- [EXTRACTED TEXT]
================================
After sentence Lee put his hands on the rail of the dock, and in a perfectly level voice said: “I am calm, my lord, because of my trust in the lord and because I am innocent.”

On February 11th, 1885, 12 days before the date fixed for his execution, Lee wrote to his sister. In the course of a long letter he said:

“There is no doubt that the truth will come out after I am dead. It must be some very hard hearted persons to let me die for nothing … they have not told six words of truth, that is the servants, and that lovely stepsister, who carries her character with her.”

A few days before the date of the execution he was visited in prison by the Reverend V. Hine, Vicar of Abbotskerswell, and to him Lee stated that he desired to make a statement implicating at least two other people. The Vicar advised him to make his statement in writing and Lee told his sister, who visited him, that he intended to do so. He told her the names he intended to mention. It is believed he did send a statement to the Home Secretary, but a petition for a reprieve was rejected.

It was stated after the death sentence had been commuted to one of penal servitude for life, that before he went to the scaffold he left a written statement, covering two pages, mentioning the name of a woman and some other person. The statement made by the executioner Berry and reported later in this article proves that no such declaration was made by Lee.

The particulars of the three attempts to hang Lee at Exeter prison are generally known. It is not so well known, however, that the horrible proceedings occupied half an hour and that while warders stamped on the trap Lee stood unflinchingly waiting for death, or that he stood on one side while they made the trap work before making another attempt. At the end of half an hour he showed signs of fainting and was taken back to his cell. The under-sheriff went by train to London to report the circumstances to the Home Secretary, who ordered that the sentence be altered to one of penal servitude for life. This sentence was, normally, 20 years. Lee served 22.

While in prison Lee said he had a vision on the night before the date fixed for the execution. An angel, he said, told him he need have no fear and that he would not be executed as he was innocent. He protested his innocence throughout. As he went to the scaffold he said he was not responsible for the death of Miss Keyse.

When he was released, on December 18th, 1907, he returned to Abbotskerswell, where his mother lived, and he was a very good to her. Two years later he married a mental nurse at Newton Abbot. He died in the United States.

These are the facts which the world knows. We are now about to reveal facts which the world does not yet know.

About the year 1890 there stood at the side of an open grave, in a South Devon town, a well-known and local resident and his two sons. The man who had been buried was a public man of the town who had been very well-known, highly respected and very popular throughout South Devon. The young men were, also, in their turn, to become public men in the area. As they were moving away from the grave and the mourners were disbursing their father turned to them and said “we have buried this afternoon the secret of the Babbacombe murder.”

At the time they did not realise the significance of their father’s remark. It was nearly 20 years before they did, but long before that they were aware that their father knew a good many of the secrets of the dead man.

By an amazing coincidence John Lee himself gave them the explanation when he was released from prison.

Lee knew nothing of that funeral when the two young men stood at the open grave. He did not know that the brothers, to whom he went on his release, knew of the existence of a man who had been buried. All he knew was that he felt he had been suffering under the grave injustice for 22 years, he wanted to obtain the redress, and he had decided to talk the matter over with the two men — to have their advice as to what to do to get satisfaction.
================================
- [DATASET EXCERPT]
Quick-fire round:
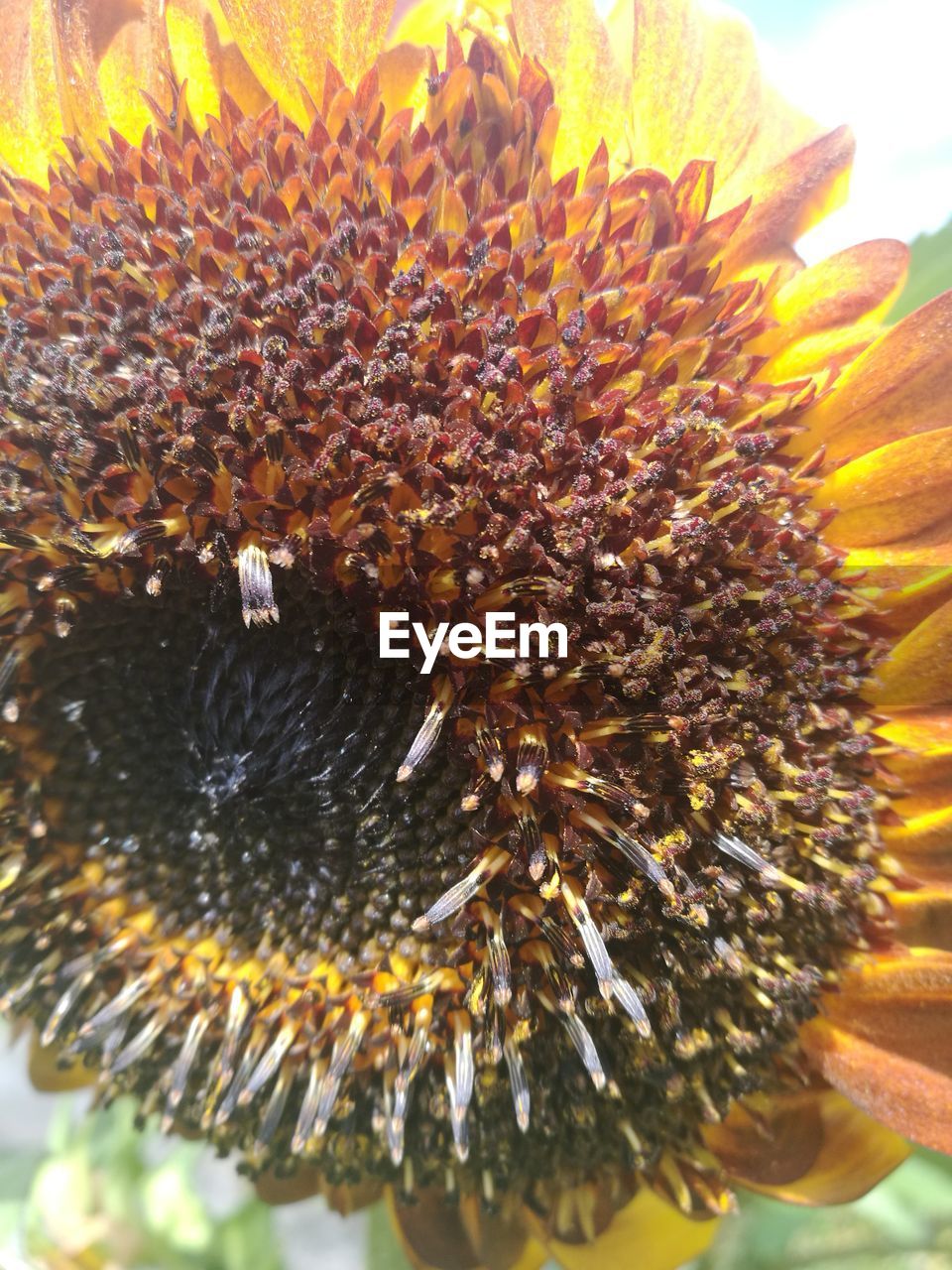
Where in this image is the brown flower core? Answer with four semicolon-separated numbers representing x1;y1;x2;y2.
0;38;893;1207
================================
- [PROBLEMS TO WORK ON]
1: According to the account of John Lee, on what date was he released from prison?
2: Return the passage of the account of John Lee starting at "While in prison" and ending at "the United States.".
3: Write the next part of the account of John Lee, picking up after its final sentence.

- [REPLIES]
1: December 18th, 1907.

2:
While in prison Lee said he had a vision on the night before the date fixed for the execution. An angel, he said, told him he need have no fear and that he would not be executed as he was innocent. He protested his innocence throughout. As he went to the scaffold he said he was not responsible for the death of Miss Keyse.

When he was released, on December 18th, 1907, he returned to Abbotskerswell, where his mother lived, and he was a very good to her. Two years later he married a mental nurse at Newton Abbot. He died in the United States.

3:
The story he told them explained their father’s remark about the secret of the Babbacombe murder and their surprise as the facts were unfolded can be better imagined then described.

He started by declaring that he was not the Babbacombe murderer but that he knew who was, and that he had shielded him for over 20 years, only to discover, on his release from prison, that the murderer was dead.

The name of the murderer he gave. It was the name of the man at whose graveside the men on the opposite side of the table had stood.

Lee went on to explain what happened. The man in question was, he said, well-known to everybody for his public activities. He was much respected. Everybody knew him. What everybody did not know was that he was “carrying on” with a young woman who was known to Lee, and who had access to the servants quarters at the Glen. Thus it was that, with the assistance of Lee, the man in question had arranged a supper party for himself and the woman, and for Lee and another girl, in the kitchen of the Glen on the night of November 15, 1884.

Everything went well. The household was in bed and the party “below stairs” was proving a great success. Apparently they must have made more noise than they bargained for, because some time after midnight, without any warning, the door was thrown open and there stood Miss Keyse in her dressing gown. It was a dramatic moment as described by Lee. He declared that Miss Keyse was livid with the rage. She ordered them out of the house and told Lee to fetch the police.

High words followed. If the police came on the scene the public career of the man who had arranged the party was at an end. Lee at did not know what to do. His own future was anything but bright. Miss Keyse, in a rage, smacked the face of the man. There was a scuffle and a struggle. The man picked up a chopper and the next thing Lee knew was that Miss Keyse was lying dead on the floor.

Naturally everybody was very panic stricken, but according to his own account, Lee kept his head. His idea was that they should make it appear that there had been an attempt to burgle the house and that they should set the place on fire. He argued that, with a thatched roof and the house in such an isolated position, fire would wipe out all traces of what had happened before the flames could be extinguished.

Lee had a very carefully prepared the story that was to be told, and as he was to be the only individual who was to tell any story he did not imagine there would be very much difficulty about it.

So the stage was set. The body was removed to the dining-room, where it was found, the midnight visitors went away, Lee soaked the place with paraffin and in due course set it alight and retired to the bedroom he put his hand through the dining-room window after he was aroused by the cries of the maid who had smelled the fire, and, in so doing cut his arm.

Lee explained how he went to give the alarm at the Cary Arms and afterwards to tell the police about the discovery of Miss Keyse body. He carefully told the story he had prepared and, having told it, never budged from a detail. Even when it was shown that the window was broken from the outside and not the inside he did not tried to explain it. He protested from beginning to end that he did not kill Miss Keyse and even now, after he had completed his sentence, he was here again declaring his innocence through confessing that part he played in the proceedings.

He did not explain who cut Miss Keyse throat.

It was the sole survivor of all the people referred to in this article who told these facts to a Herald and Express reporter and he gave some further particulars.

The man concerned, and who was declared by Lee to be the murderer of Miss Keyse, was known, says our informant, to have been critically ill for a long time after the murder, although nobody at the time — or ever — associated him with the crime. As a matter of fact, he never really recovered, and gradually became demented. He died in a mentally unbalanced condition.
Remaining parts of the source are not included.